*TEXT SHOWN*
§

Saturday, May 19, 2012

Not dying sooner

Some confusing headlines this week on the effect of coffee drinking on health.

Most newspapers went with some variation of 'Coffee drinkers live longer', but the truth was a little more complex than that.

The research, published this week in the New England Journal of Medicine, Association of Coffee Drinking with Total and Cause-Specific Mortality, actually reached a slightly different conclusion:
In this large prospective study, coffee consumption was inversely associated with total and cause-specific mortality. Whether this was a causal or associational finding cannot be determined from our data. 

The Washington Post, who have some good science reporters, did well with No, drinking coffee probably won’t make you live longer
The study’s researchers found that coffee drinkers were more prone to engage in a whole host of unhealthy activities. They smoke more, are more likely to consume three or more alcoholic drinks a day and eat more red meat. They exercise less and eat fewer fruits and vegetables.

§

*WHAT THIS TASK INVOLVES*
Copy the portion of the coffee and mortality post that begins at "Most newspapers went" and ends with "from our data.", keeping every word as it appears.

§

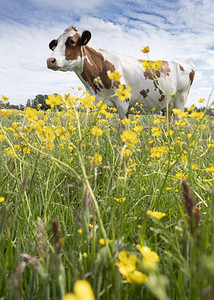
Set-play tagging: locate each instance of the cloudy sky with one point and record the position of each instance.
(180, 30)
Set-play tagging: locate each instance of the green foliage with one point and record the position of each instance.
(73, 199)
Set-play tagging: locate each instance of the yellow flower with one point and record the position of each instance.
(126, 153)
(82, 291)
(123, 92)
(5, 112)
(138, 128)
(96, 160)
(158, 151)
(147, 64)
(102, 242)
(191, 107)
(9, 152)
(146, 49)
(169, 188)
(97, 131)
(54, 100)
(155, 131)
(210, 169)
(156, 214)
(195, 167)
(156, 65)
(196, 115)
(4, 97)
(120, 199)
(156, 121)
(2, 199)
(80, 231)
(126, 121)
(115, 76)
(129, 137)
(169, 133)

§

*ANSWER SECTION*
Most newspapers went with some variation of 'Coffee drinkers live longer', but the truth was a little more complex than that.

The research, published this week in the New England Journal of Medicine, Association of Coffee Drinking with Total and Cause-Specific Mortality, actually reached a slightly different conclusion:
In this large prospective study, coffee consumption was inversely associated with total and cause-specific mortality. Whether this was a causal or associational finding cannot be determined from our data.